··· RECORD EXCERPTS ···
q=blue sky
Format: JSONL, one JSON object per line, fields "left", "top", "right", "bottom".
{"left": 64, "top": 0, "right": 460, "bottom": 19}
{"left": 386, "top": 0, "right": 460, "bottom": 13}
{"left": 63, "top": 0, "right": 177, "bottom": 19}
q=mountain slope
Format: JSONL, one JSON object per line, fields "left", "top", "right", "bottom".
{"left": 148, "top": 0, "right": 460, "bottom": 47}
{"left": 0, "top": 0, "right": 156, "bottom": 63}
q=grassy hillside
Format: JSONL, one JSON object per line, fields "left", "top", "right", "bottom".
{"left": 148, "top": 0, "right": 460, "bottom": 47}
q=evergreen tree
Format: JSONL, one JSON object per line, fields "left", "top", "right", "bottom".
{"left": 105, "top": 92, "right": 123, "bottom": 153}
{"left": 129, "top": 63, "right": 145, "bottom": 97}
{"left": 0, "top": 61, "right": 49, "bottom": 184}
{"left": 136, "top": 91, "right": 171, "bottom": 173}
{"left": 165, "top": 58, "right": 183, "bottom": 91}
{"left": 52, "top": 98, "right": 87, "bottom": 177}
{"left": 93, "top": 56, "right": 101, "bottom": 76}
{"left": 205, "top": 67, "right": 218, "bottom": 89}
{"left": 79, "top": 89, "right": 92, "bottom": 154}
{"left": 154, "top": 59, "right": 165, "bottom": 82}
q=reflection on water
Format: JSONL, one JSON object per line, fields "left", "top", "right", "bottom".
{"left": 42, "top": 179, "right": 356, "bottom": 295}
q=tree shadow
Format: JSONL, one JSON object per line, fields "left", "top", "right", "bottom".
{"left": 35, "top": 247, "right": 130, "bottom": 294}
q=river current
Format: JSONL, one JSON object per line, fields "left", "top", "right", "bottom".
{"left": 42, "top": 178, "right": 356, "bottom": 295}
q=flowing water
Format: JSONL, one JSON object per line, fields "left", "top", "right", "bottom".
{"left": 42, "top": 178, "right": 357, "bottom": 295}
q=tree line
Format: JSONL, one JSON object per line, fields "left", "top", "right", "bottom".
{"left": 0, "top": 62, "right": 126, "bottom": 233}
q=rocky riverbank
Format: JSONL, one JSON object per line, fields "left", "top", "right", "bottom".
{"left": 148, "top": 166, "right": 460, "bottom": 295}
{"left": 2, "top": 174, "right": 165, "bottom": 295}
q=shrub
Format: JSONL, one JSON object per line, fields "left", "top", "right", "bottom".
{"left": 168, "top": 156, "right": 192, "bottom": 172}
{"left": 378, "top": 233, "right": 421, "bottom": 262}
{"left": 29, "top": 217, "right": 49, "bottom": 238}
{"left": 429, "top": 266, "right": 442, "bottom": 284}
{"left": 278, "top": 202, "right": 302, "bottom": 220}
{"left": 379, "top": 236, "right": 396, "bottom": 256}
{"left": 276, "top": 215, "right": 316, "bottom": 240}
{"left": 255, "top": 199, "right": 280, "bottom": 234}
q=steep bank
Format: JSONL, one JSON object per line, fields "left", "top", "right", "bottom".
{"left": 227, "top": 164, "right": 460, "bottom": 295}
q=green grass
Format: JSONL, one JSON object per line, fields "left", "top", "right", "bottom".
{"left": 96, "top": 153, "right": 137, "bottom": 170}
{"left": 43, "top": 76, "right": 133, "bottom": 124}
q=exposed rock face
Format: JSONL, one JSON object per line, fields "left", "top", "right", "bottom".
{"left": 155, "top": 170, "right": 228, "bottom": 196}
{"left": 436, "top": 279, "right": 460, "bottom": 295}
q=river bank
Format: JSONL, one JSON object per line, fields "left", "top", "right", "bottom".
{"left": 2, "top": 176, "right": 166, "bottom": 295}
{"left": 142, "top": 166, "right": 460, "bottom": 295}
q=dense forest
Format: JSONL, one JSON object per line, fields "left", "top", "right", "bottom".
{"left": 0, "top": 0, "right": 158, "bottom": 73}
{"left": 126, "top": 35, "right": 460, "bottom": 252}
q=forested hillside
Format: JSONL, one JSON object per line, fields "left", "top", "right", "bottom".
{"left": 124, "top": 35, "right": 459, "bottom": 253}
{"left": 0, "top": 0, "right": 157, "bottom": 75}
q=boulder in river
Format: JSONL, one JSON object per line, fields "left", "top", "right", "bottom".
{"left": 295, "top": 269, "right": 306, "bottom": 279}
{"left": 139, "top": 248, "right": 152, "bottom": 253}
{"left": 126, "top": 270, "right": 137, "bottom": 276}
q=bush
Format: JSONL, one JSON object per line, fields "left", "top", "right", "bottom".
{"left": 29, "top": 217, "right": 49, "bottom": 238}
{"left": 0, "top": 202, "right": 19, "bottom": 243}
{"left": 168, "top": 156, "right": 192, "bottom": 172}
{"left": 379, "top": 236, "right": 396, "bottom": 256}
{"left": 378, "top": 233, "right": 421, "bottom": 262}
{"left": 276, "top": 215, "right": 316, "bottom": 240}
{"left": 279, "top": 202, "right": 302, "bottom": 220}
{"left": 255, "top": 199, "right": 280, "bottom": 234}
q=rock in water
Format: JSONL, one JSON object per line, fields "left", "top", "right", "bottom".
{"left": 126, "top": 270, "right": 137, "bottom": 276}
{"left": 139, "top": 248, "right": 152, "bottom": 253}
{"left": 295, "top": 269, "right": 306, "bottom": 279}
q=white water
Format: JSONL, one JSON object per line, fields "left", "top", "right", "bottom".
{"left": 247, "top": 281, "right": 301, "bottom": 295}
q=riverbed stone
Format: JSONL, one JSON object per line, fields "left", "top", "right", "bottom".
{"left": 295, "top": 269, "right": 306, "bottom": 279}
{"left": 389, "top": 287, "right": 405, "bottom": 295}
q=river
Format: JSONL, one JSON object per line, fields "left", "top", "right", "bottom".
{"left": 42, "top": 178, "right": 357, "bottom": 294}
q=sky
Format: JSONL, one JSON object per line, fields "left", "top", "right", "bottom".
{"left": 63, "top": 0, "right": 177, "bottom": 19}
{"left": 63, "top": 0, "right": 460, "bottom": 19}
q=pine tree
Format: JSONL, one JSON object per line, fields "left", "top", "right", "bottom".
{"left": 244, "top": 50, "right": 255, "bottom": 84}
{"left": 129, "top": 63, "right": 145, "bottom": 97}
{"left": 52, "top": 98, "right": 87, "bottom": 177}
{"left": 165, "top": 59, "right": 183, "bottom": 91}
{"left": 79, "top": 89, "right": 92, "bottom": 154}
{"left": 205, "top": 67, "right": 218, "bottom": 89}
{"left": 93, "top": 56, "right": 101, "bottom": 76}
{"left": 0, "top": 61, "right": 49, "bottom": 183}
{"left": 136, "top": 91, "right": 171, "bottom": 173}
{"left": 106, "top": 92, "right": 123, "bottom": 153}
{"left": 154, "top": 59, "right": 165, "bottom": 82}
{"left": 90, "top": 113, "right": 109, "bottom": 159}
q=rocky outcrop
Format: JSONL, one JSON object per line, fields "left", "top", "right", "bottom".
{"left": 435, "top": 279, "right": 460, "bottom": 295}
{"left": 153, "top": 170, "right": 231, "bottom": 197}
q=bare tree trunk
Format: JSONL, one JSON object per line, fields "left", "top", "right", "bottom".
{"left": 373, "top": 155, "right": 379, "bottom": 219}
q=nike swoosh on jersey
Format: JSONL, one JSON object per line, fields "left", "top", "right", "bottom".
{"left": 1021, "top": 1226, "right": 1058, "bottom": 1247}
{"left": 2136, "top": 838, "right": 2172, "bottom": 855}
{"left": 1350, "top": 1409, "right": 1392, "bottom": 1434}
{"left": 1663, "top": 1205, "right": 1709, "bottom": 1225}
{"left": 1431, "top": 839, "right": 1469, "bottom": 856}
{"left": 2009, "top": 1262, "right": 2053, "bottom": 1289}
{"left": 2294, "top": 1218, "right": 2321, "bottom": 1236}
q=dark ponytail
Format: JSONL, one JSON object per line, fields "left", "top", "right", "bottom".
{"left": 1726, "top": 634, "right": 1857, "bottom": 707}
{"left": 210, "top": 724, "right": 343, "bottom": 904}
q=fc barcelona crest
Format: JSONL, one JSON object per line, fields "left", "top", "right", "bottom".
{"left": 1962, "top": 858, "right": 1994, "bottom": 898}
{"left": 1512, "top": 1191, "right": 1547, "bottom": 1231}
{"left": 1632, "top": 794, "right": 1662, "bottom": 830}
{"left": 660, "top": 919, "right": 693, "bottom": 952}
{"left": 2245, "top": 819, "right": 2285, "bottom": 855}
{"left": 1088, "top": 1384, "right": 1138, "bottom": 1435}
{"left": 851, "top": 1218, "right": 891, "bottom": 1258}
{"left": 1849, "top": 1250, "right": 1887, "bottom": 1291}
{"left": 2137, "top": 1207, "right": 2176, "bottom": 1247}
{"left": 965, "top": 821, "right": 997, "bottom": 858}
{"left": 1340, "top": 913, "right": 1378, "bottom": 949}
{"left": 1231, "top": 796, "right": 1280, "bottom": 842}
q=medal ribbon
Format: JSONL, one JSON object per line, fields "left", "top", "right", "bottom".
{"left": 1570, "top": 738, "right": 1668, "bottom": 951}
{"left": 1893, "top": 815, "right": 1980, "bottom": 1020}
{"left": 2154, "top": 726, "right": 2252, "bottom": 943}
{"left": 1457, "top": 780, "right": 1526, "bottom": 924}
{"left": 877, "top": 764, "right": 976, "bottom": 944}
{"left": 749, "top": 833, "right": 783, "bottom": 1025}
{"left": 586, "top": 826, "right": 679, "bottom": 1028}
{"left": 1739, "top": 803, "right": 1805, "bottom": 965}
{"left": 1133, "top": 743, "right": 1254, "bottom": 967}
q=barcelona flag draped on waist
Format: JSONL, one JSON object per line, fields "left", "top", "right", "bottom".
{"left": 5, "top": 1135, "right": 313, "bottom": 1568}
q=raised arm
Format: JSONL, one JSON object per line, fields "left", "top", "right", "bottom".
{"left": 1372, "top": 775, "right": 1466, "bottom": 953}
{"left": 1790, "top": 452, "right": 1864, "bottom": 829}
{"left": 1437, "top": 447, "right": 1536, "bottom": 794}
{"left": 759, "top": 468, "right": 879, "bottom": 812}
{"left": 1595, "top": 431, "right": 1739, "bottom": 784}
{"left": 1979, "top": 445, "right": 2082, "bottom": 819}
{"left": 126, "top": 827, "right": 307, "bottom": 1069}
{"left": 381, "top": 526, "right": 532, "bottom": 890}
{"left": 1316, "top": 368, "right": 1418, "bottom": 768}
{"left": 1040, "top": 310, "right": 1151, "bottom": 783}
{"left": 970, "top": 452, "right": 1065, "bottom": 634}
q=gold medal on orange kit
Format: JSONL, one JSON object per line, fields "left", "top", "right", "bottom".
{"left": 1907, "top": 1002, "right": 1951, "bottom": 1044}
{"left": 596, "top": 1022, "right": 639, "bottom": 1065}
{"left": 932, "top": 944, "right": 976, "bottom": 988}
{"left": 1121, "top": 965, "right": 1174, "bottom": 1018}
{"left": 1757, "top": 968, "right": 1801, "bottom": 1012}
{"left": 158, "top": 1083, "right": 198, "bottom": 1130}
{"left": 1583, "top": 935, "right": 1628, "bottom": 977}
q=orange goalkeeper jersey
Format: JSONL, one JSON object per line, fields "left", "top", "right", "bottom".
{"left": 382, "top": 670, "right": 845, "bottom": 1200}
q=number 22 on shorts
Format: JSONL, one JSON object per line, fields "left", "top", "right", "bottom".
···
■ REQUIREMENT:
Only the lines above starting at the one containing "q=riverbed stone" and ending at the one containing "q=pine tree", both included, are to be returned, exactly as they read.

■ SOLUTION TO THIS EXERCISE:
q=riverbed stone
Format: JSONL, one JSON object per line, fields "left", "top", "right", "bottom".
{"left": 295, "top": 269, "right": 306, "bottom": 279}
{"left": 389, "top": 287, "right": 405, "bottom": 295}
q=river
Format: JSONL, one JSON object per line, fields "left", "top", "right", "bottom".
{"left": 42, "top": 178, "right": 357, "bottom": 294}
q=sky
Format: JSONL, one JSON object per line, fields "left", "top", "right", "bottom".
{"left": 63, "top": 0, "right": 177, "bottom": 19}
{"left": 63, "top": 0, "right": 460, "bottom": 19}
q=pine tree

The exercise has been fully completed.